** BEGIN Entries **
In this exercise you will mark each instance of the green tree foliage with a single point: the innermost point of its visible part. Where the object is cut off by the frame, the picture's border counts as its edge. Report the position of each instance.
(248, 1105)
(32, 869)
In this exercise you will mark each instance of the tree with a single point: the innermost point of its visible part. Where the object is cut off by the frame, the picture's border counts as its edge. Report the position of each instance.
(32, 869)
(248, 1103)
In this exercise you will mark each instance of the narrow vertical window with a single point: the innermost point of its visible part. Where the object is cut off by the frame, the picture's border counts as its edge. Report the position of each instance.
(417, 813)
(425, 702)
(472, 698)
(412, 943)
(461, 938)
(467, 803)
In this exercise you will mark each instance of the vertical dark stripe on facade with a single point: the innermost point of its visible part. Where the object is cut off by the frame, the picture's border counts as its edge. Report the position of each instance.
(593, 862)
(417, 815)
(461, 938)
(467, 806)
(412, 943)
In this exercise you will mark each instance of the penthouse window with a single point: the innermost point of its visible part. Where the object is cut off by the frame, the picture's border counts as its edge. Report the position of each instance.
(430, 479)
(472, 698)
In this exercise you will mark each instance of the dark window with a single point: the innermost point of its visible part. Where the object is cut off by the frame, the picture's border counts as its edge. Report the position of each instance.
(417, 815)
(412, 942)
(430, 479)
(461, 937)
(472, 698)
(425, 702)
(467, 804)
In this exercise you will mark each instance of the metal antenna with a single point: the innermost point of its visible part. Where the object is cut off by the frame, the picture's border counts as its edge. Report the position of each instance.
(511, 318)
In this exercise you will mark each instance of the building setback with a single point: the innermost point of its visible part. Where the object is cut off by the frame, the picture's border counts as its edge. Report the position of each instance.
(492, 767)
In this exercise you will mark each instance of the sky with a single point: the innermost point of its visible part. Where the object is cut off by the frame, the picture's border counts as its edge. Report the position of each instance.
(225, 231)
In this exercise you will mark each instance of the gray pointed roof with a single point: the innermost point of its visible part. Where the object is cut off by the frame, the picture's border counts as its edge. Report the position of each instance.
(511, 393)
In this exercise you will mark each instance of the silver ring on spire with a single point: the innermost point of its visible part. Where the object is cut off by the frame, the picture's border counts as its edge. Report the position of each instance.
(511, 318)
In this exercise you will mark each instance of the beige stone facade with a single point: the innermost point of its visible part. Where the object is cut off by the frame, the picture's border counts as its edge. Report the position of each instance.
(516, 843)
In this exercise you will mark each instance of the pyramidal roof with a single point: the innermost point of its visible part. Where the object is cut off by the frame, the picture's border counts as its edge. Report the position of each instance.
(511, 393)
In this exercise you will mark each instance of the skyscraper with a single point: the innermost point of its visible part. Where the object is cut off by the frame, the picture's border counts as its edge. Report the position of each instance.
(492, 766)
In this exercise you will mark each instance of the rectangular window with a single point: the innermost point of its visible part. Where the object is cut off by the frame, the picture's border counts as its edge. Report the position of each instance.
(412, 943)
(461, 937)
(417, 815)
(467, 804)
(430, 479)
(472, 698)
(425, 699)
** END Entries **
Problem description |
Reproduce the records from the line that contains "In this exercise you will mark each instance of the rectangular" through the end of the records, keeping the requests unchanged, and shift every point coordinate in the answers up by 98.

Written response |
In this exercise you will mark each instance of the rectangular window with a single point: the innermost point of its visible part. Where the object is cut off by the frame, the picture's border counts as its edge. Report the position of each instance.
(510, 1041)
(559, 1035)
(515, 913)
(565, 902)
(528, 577)
(570, 796)
(523, 797)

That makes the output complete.